» **Records for this task**
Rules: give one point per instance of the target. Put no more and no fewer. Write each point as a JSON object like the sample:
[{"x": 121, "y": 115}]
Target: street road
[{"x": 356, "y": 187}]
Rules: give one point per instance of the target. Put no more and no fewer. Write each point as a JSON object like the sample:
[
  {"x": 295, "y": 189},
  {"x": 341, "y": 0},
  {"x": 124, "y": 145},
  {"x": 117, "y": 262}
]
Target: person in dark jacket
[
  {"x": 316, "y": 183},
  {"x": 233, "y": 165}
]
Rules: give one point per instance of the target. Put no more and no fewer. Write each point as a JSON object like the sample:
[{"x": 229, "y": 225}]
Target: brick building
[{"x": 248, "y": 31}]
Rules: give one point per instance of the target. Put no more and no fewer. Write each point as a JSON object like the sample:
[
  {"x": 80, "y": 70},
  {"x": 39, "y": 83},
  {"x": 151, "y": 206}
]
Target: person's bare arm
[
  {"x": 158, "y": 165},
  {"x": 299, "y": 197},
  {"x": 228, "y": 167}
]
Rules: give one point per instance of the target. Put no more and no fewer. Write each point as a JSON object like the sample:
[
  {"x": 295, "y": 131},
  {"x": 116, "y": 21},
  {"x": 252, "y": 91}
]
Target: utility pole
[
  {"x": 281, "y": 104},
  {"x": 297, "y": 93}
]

» **What is asked**
Give the entries again in full, exactly as they are written.

» **Answer to this exercise**
Rules: give one point per instance of the target. Put no more and no fewer. Write each point as a JSON object like the sample:
[{"x": 121, "y": 115}]
Target: street road
[{"x": 356, "y": 187}]
Rules: give one point per instance of the target. Put no more and no fewer. Write each point as a JSON object like the sample:
[
  {"x": 295, "y": 189},
  {"x": 341, "y": 0},
  {"x": 124, "y": 145},
  {"x": 117, "y": 262}
]
Target: person in dark jacket
[
  {"x": 316, "y": 183},
  {"x": 233, "y": 165}
]
Rules: give one point per instance of the target. Put no more and no fewer. Write each point as a JSON object like the sample:
[{"x": 229, "y": 225}]
Target: brick building
[{"x": 248, "y": 31}]
Rules: give one point per instance of the target. Put no more and no fewer. Write each point as a JSON object like the sample:
[
  {"x": 80, "y": 70},
  {"x": 39, "y": 83},
  {"x": 151, "y": 206}
]
Target: person's bare arm
[
  {"x": 158, "y": 165},
  {"x": 299, "y": 197},
  {"x": 228, "y": 167}
]
Rules: give one point per instance of the target. Put no more and no fewer. Write each point as a JSON object like the sample:
[
  {"x": 295, "y": 131},
  {"x": 116, "y": 21},
  {"x": 252, "y": 91}
]
Target: utility pole
[
  {"x": 281, "y": 104},
  {"x": 297, "y": 93}
]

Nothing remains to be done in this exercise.